→ **Work request**:
Please reproduce the following profile of the Gaelic footballer Eugene Hughes in full, word for word.

→ **Passage for review**:
++++++++

Eugene "Nudie" Hughes

Personal information
- Born: 1957 or 1958 County Monaghan, Ireland
- Died: 3 November 2025 (aged 67) Castleblayney, County Monaghan, Republic of Ireland

Sport
- Sport: Gaelic football
- Position: Forward

Club
- Years: Club
- Castleblayney Faughs

Club titles
- Ulster titles: 2

Inter-county
- Years: County / Apps (scores)
- 1979–1991: Monaghan / 88

Inter-county titles
- Ulster titles: 3
- All-Irelands: 0
- NFL: 1
- All Stars: 3

= Eugene Hughes (Gaelic footballer) =

Irish Gaelic footballer (1957 or 1958 – 2025)

Eugene "Nudie" Hughes (1957 or 1958 – 3 November 2025) was an Irish Gaelic footballer who played for the Monaghan county team.

==Playing career==
Hughes helped Monaghan to victory in the 1985 National Football League Final defeating Armagh and he collected three Ulster Senior Football Championship medals in 1979, defeating Donegal, in 1985, beating Derry and again in 1988, defeating Tyrone in Clones. Hughes was the first Monaghan man to receive an All-Star Award and featured regularly on All-Star teams selected in 1979, 1985 and 1988. He collected a Railway Cup Medal with Ulster in 1984 and he was listed at number 115 in the 125 Greatest Stars of the GAA lists.

++++++++

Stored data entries
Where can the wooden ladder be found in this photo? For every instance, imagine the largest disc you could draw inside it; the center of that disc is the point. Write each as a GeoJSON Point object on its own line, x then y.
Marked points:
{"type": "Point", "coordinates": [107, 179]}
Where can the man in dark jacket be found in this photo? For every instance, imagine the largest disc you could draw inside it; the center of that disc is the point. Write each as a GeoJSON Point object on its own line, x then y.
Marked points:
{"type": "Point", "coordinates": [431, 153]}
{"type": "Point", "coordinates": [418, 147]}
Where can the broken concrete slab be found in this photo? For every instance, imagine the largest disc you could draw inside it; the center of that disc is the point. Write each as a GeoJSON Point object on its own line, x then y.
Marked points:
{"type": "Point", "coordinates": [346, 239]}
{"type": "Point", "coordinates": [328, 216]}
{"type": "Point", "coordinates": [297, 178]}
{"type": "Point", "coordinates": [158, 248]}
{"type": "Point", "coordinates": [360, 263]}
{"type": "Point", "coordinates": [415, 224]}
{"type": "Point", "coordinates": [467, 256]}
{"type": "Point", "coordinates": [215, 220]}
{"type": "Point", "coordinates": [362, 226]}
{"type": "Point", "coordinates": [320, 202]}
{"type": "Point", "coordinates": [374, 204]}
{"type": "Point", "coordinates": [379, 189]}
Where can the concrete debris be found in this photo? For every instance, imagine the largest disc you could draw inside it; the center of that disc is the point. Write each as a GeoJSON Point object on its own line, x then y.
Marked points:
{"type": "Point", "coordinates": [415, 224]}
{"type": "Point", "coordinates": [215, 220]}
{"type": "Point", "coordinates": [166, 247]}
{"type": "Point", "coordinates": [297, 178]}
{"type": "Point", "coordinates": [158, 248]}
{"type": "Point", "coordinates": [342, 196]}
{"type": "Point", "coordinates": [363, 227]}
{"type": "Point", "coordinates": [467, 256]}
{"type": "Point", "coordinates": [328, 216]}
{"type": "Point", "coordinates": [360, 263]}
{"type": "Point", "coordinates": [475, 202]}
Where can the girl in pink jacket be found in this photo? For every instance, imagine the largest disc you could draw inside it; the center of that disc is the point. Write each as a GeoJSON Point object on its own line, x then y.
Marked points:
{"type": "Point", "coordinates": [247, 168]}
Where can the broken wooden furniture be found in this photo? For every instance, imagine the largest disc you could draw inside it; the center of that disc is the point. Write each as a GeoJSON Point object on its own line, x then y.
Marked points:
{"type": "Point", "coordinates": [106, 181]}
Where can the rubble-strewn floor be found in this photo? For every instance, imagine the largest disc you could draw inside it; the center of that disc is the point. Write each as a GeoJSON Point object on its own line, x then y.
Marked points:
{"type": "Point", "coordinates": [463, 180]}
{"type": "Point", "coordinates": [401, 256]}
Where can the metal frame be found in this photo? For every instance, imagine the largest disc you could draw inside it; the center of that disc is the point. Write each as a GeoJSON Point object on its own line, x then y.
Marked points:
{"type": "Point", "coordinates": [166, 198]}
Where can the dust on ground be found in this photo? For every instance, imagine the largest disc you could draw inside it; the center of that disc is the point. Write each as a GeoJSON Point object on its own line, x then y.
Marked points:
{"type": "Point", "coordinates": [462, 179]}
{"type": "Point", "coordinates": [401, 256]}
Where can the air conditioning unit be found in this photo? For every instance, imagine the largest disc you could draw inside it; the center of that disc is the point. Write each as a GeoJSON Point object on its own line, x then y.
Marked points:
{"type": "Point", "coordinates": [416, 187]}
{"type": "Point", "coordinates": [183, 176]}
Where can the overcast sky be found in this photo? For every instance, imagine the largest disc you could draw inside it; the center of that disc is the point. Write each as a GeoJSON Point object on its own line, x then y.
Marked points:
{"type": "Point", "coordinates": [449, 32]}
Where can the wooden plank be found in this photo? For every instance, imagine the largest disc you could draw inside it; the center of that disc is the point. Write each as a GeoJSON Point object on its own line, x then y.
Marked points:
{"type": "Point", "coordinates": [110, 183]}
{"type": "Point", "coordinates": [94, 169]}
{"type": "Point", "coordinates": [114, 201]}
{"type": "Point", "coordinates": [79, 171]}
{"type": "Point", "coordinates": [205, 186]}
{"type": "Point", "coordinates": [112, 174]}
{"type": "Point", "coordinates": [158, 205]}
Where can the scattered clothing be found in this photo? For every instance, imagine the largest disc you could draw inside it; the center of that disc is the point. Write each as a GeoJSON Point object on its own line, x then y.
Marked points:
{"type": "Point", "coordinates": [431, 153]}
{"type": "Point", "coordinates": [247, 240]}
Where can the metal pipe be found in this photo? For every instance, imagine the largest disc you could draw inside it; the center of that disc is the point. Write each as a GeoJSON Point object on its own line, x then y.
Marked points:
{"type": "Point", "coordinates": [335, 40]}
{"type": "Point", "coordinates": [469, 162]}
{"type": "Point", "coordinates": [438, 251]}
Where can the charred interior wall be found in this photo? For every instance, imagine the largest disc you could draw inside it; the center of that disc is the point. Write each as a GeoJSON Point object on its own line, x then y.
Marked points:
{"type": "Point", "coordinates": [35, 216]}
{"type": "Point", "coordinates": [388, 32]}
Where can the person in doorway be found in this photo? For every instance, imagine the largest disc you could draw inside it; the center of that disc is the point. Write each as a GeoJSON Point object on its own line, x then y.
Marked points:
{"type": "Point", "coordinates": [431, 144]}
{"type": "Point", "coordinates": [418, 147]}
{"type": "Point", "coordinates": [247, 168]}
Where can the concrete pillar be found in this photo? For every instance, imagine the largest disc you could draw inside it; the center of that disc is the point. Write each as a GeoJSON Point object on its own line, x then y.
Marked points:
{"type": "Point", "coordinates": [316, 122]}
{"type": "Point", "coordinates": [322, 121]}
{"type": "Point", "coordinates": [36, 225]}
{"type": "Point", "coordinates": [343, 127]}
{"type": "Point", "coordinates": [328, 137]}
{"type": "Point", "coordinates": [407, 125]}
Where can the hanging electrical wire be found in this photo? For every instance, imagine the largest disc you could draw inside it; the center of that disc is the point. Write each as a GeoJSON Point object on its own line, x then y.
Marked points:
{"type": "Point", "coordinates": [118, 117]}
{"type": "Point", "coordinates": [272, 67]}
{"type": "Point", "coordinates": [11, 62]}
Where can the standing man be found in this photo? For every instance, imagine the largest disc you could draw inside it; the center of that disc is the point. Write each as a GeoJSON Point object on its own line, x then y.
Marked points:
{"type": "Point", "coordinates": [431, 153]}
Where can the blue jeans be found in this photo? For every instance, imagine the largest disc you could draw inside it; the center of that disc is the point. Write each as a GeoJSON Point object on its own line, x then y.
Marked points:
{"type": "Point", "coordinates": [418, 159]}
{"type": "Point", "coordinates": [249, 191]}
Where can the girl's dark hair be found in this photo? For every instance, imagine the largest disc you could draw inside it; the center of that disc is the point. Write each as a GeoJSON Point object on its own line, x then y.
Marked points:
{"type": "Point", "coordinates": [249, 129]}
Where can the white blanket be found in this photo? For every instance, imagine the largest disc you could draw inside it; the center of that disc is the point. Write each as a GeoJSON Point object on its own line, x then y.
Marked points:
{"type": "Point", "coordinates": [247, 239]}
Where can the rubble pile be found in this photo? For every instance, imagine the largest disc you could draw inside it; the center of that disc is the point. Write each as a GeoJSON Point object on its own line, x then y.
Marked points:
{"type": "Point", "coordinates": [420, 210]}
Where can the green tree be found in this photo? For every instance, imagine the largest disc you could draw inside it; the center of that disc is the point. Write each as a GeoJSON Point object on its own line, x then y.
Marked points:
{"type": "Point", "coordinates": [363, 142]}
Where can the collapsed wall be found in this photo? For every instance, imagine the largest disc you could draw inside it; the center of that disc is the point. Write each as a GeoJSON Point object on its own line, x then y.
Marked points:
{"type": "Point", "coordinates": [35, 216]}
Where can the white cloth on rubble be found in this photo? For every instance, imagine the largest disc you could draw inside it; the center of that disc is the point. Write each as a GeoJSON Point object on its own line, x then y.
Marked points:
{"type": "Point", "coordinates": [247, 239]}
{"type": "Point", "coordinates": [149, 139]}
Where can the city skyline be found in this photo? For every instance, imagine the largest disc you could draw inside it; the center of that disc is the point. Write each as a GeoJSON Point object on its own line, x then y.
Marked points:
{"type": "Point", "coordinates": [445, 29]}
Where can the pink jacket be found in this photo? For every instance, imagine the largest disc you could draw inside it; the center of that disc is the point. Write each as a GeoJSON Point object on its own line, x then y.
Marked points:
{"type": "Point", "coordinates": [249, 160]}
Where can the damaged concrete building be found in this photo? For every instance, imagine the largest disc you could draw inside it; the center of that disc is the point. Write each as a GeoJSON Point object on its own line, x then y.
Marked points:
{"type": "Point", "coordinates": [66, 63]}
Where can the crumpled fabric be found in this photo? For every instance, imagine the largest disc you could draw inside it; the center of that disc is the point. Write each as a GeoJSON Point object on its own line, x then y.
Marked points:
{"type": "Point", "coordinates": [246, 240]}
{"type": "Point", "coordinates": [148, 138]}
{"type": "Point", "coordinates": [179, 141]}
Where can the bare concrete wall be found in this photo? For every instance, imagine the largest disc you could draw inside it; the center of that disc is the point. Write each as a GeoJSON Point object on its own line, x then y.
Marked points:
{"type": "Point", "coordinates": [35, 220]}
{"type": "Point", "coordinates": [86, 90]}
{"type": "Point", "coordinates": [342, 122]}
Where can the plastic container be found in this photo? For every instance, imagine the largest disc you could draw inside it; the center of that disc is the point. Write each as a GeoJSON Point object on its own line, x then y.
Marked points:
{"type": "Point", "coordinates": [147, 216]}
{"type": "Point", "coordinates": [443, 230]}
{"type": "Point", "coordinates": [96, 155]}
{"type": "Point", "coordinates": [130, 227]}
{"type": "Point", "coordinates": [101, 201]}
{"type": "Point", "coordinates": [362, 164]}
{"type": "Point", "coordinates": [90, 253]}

++++++++

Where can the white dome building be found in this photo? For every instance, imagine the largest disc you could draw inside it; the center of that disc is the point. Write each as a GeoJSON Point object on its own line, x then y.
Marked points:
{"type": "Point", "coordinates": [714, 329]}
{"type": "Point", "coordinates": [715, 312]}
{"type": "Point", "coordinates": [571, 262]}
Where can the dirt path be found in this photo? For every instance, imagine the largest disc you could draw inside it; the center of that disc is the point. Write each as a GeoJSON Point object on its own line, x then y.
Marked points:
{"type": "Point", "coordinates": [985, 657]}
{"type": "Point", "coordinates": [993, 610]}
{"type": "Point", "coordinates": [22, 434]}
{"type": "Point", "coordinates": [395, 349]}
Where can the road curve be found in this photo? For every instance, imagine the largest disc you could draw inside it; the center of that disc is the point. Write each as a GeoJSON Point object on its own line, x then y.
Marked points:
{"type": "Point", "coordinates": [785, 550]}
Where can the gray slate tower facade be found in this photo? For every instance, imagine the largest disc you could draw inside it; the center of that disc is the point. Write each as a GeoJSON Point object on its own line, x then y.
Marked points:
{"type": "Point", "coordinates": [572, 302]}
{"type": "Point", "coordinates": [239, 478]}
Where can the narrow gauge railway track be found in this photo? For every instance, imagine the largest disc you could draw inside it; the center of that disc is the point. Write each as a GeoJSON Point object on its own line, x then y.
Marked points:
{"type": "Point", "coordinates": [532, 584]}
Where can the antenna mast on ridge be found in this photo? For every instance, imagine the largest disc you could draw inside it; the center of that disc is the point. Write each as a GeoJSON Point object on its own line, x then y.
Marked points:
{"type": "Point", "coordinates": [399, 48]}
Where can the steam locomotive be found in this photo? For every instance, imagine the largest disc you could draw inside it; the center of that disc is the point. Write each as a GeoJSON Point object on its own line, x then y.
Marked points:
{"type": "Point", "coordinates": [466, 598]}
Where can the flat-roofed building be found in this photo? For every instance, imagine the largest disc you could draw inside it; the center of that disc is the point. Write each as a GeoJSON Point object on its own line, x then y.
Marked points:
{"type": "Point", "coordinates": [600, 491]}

++++++++

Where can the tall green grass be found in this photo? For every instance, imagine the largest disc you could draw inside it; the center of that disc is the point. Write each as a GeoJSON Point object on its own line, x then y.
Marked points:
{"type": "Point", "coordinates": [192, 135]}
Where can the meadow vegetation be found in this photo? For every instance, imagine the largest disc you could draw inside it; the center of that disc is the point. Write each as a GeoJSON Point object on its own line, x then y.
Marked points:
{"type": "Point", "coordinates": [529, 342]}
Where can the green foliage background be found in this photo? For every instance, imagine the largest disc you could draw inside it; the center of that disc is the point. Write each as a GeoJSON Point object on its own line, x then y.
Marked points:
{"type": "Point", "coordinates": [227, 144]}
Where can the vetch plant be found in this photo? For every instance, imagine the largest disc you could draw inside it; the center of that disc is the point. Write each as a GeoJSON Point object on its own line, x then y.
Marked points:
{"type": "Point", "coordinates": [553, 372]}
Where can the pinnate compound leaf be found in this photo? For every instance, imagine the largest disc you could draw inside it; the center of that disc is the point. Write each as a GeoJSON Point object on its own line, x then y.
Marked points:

++++++++

→ **Solution below**:
Eugene "Nudie" Hughes

Personal information
- Born: 1957 or 1958 County Monaghan, Ireland
- Died: 3 November 2025 (aged 67) Castleblayney, County Monaghan, Republic of Ireland

Sport
- Sport: Gaelic football
- Position: Forward

Club
- Years: Club
- Castleblayney Faughs

Club titles
- Ulster titles: 2

Inter-county
- Years: County / Apps (scores)
- 1979–1991: Monaghan / 88

Inter-county titles
- Ulster titles: 3
- All-Irelands: 0
- NFL: 1
- All Stars: 3

= Eugene Hughes (Gaelic footballer) =

Irish Gaelic footballer (1957 or 1958 – 2025)

Eugene "Nudie" Hughes (1957 or 1958 – 3 November 2025) was an Irish Gaelic footballer who played for the Monaghan county team.

==Playing career==
Hughes helped Monaghan to victory in the 1985 National Football League Final defeating Armagh and he collected three Ulster Senior Football Championship medals in 1979, defeating Donegal, in 1985, beating Derry and again in 1988, defeating Tyrone in Clones. Hughes was the first Monaghan man to receive an All-Star Award and featured regularly on All-Star teams selected in 1979, 1985 and 1988. He collected a Railway Cup Medal with Ulster in 1984 and he was listed at number 115 in the 125 Greatest Stars of the GAA lists.